What you should do — Your job is to retype all of the data word for word, leaving every image out.

Material —
━━━━━━

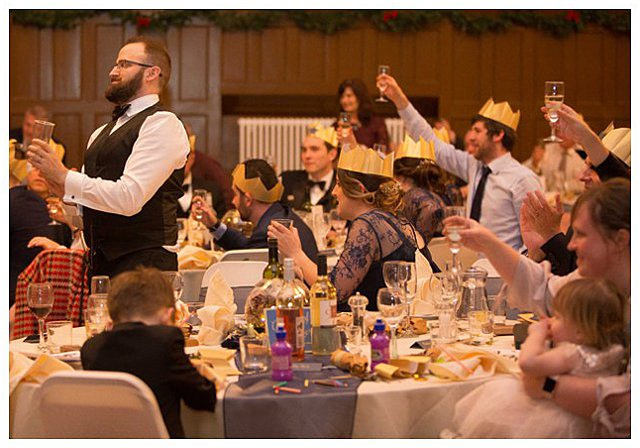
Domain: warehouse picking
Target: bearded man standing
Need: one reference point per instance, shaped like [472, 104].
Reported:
[133, 171]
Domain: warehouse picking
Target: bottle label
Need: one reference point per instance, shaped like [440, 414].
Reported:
[328, 313]
[299, 332]
[280, 363]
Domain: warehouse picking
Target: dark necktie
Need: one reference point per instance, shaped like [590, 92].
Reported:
[320, 183]
[476, 205]
[119, 111]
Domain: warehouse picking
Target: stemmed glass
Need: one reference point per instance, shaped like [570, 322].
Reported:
[392, 307]
[40, 302]
[553, 99]
[382, 70]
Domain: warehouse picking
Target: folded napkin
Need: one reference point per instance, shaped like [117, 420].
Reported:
[22, 368]
[217, 313]
[192, 257]
[219, 359]
[461, 362]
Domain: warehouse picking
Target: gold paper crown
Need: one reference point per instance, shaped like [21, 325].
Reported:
[329, 134]
[255, 186]
[442, 134]
[500, 112]
[415, 150]
[367, 161]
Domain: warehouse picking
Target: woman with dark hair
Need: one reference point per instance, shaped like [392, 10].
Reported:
[354, 98]
[369, 198]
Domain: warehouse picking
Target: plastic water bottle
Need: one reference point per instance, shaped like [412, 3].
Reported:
[281, 357]
[379, 344]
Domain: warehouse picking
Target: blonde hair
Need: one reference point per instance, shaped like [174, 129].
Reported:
[596, 308]
[381, 192]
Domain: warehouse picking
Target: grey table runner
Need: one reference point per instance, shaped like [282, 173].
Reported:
[252, 410]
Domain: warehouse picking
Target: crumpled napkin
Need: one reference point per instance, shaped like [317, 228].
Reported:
[460, 362]
[192, 257]
[22, 368]
[217, 313]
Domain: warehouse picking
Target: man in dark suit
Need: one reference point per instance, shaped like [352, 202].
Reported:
[314, 184]
[256, 192]
[145, 344]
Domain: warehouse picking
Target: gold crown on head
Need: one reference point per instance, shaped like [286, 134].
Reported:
[367, 161]
[329, 134]
[500, 112]
[416, 150]
[255, 186]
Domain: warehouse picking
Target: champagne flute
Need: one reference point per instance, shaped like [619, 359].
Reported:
[40, 302]
[392, 307]
[382, 70]
[199, 196]
[553, 99]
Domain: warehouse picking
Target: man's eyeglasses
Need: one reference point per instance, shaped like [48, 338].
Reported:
[126, 63]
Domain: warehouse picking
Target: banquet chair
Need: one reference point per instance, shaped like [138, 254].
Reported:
[241, 276]
[441, 254]
[96, 404]
[246, 255]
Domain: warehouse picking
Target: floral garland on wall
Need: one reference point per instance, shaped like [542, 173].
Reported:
[557, 23]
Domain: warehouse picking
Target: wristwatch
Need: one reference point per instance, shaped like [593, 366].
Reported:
[549, 385]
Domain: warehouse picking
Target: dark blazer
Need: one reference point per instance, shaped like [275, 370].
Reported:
[295, 190]
[155, 354]
[219, 203]
[232, 239]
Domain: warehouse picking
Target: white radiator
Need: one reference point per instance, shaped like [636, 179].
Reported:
[278, 140]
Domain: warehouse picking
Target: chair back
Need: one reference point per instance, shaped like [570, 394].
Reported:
[95, 404]
[246, 255]
[441, 254]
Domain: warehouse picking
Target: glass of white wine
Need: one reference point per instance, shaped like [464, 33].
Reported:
[553, 99]
[382, 70]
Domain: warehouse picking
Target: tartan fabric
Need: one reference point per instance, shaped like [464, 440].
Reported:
[66, 270]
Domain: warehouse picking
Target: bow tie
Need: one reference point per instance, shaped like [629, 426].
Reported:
[119, 111]
[320, 183]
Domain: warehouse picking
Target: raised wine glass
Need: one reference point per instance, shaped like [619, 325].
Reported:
[382, 86]
[553, 99]
[392, 307]
[40, 302]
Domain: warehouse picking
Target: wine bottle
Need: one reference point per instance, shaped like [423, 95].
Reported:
[324, 303]
[289, 312]
[274, 269]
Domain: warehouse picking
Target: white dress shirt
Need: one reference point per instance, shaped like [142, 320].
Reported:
[162, 147]
[315, 193]
[506, 187]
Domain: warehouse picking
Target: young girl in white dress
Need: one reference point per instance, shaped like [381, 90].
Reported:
[587, 332]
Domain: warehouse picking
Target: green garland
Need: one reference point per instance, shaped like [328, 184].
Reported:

━━━━━━

Output of the exercise —
Domain: warehouse picking
Target: bearded man standing
Need: one reference point per instance, shaped like [472, 104].
Reported:
[133, 171]
Domain: warehouse picking
Target: bottle label
Need: one reference point per instance, shaped like [440, 414].
Reported:
[328, 313]
[299, 332]
[280, 363]
Domain: warehouse picking
Target: dark necktie
Need: one reference point per instance, shaped like [590, 92].
Reported:
[320, 183]
[476, 205]
[119, 111]
Domain: warehouse picking
Target: stemmed glass
Need: one reference point per instance, shaped like [570, 322].
Reported:
[392, 307]
[40, 302]
[553, 99]
[382, 70]
Domain: warehouse picking
Target: folded napkin
Need: one reference point per instance, shaped like [117, 420].
Reported:
[22, 368]
[217, 313]
[192, 257]
[219, 359]
[461, 362]
Domain: warehouse picking
Target: gold paper crown
Need: one reference point per instance, shaped like [21, 325].
Reported:
[329, 134]
[255, 186]
[442, 134]
[500, 112]
[415, 150]
[367, 161]
Domain: warehouse picking
Target: woman with dark hair
Need: one reference point per instance, shaped like [392, 10].
Reported:
[354, 98]
[369, 198]
Domain: warehouse picking
Target: plastic water bottle
Need: one reference point per instance, shaped like [412, 3].
Reported:
[281, 357]
[379, 344]
Domain: warehouse picking
Target: blonde hair
Need: one reference point per instance, shaped like [174, 129].
Reported:
[596, 308]
[381, 192]
Domain: warehouse picking
Target: grey table runner
Need: one reference point per instance, shaped like [282, 173].
Reported:
[252, 410]
Domain: warehouse picking
Target: crumpled napkin
Need: one reference point per instance, shaped like [317, 228].
Reported:
[460, 362]
[192, 257]
[22, 368]
[217, 313]
Domain: warehouse picking
Target: man in dark suit
Need: one reference point per instance, shaped like [352, 202].
Reported:
[314, 184]
[256, 192]
[145, 344]
Domain: warehouse picking
Target: gold crown on head
Need: one reference point per instance, shaped like [286, 134].
Reported:
[367, 161]
[329, 134]
[500, 112]
[416, 150]
[255, 186]
Domain: warehouse picking
Target: champagne flute
Need: one reference point per instance, shaped like [619, 359].
Reported:
[40, 302]
[392, 307]
[382, 70]
[199, 196]
[553, 99]
Domain: warehouse picking
Target: man's eyeglasses
Need: one reference point per instance, shaped like [48, 338].
Reported:
[126, 63]
Domain: warehouse picking
Target: banquet chair
Need: one reference point per instance, shaped like [138, 254].
Reported:
[241, 276]
[441, 254]
[96, 404]
[246, 255]
Domain: warehouse picking
Target: floral garland on wall
Need: one reference point per instance, shaped like [542, 173].
Reported:
[557, 23]
Domain: warehouse picking
Target: wristwatch
Need: one reference point per instance, shaped like [593, 366].
Reported:
[549, 385]
Domain: warehouse picking
Target: dark blazer
Need: one reference point per instance, shaped like [275, 370].
Reported:
[295, 190]
[155, 354]
[219, 203]
[232, 239]
Domain: warehouse picking
Target: white radiator
Need: one reference point per instance, shaped like [636, 179].
Reported:
[278, 140]
Domain: warehouse picking
Target: chair back
Need: one reference point per instance, shaped like [570, 394].
Reported:
[95, 404]
[246, 255]
[441, 254]
Domain: warehouse picking
Target: glass of white wine
Need: one reference point per instance, shaped like [464, 33].
Reported:
[553, 99]
[382, 70]
Domain: warehouse picking
Target: tartan fabric
Need: one reference point per instance, shaped like [464, 440].
Reported:
[66, 270]
Domain: warehouse picking
Target: bow tie
Need: one reference point per instance, shaped like [629, 426].
Reported:
[119, 111]
[320, 183]
Domain: warehouse picking
Target: raised wine glass
Need: one reference point per instance, shaped like [619, 325].
Reported:
[382, 86]
[553, 99]
[392, 307]
[40, 302]
Domain: warehouse picking
Target: wine bottle
Need: one reference point per instance, shaped like [423, 95].
Reported:
[324, 303]
[289, 312]
[274, 269]
Domain: warehouse picking
Target: white dress shirt
Need: one reference point per instance, shaped like [142, 320].
Reported:
[162, 147]
[315, 193]
[506, 187]
Domain: warehouse picking
Target: young girl in white dress
Need: one reference point per instance, shaped like [381, 90].
Reported:
[587, 332]
Domain: warehouse picking
Target: green garland
Need: one reference point per instance, shaped like [328, 184].
Reported:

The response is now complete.